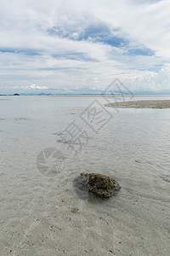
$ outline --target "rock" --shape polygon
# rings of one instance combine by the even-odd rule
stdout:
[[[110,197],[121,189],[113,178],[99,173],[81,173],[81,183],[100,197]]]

++++

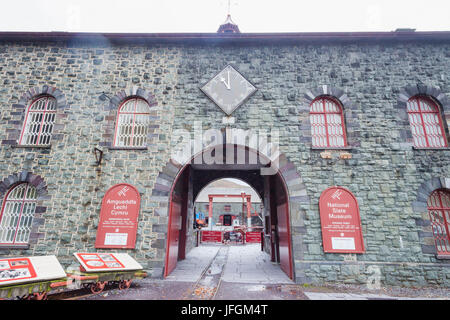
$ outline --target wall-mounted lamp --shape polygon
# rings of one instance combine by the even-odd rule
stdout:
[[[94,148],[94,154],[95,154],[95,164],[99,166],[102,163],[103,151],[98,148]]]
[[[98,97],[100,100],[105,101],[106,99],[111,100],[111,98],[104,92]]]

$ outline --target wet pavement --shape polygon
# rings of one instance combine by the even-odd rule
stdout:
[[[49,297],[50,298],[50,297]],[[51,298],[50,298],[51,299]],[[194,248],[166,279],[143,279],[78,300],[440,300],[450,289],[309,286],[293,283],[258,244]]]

++++

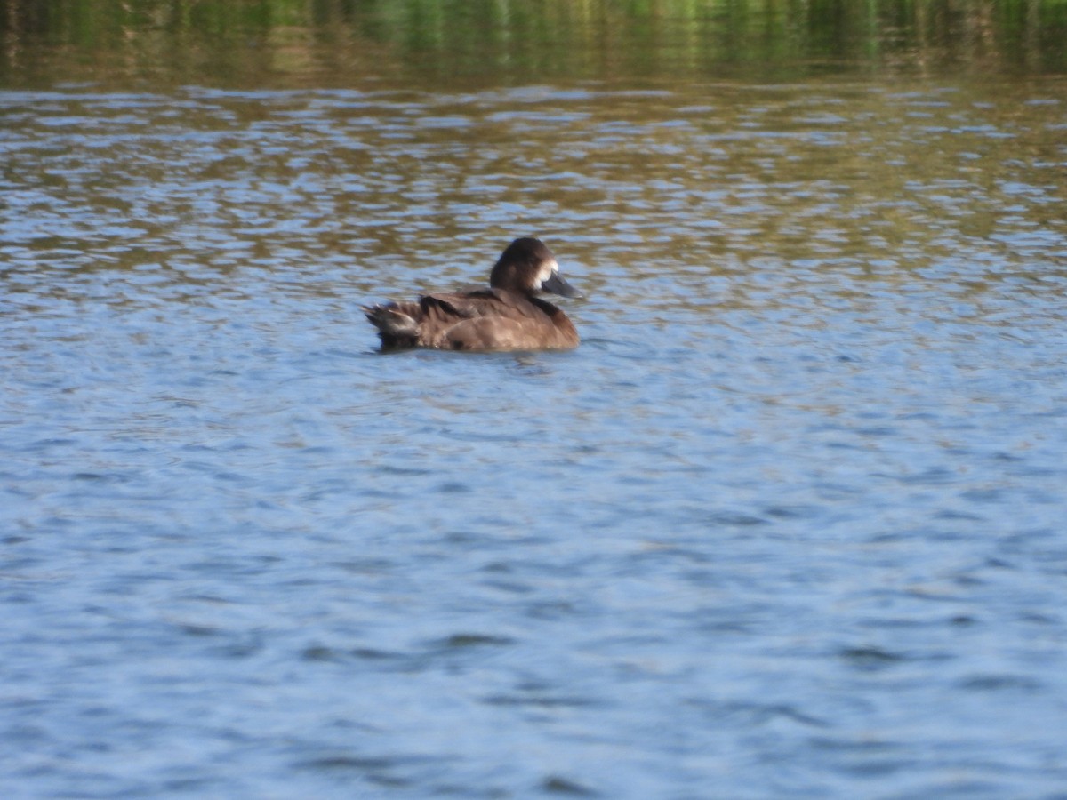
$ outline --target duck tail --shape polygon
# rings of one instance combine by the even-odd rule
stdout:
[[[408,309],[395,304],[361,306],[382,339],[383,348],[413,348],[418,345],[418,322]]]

++++

Exercise: List every line above that contains the string "target". Case counts.

The solution:
$ outline --target "rock" --shape polygon
$ outline --target wall-mounted lamp --shape polygon
$ outline --target wet pavement --shape polygon
$ outline --target duck tail --shape polygon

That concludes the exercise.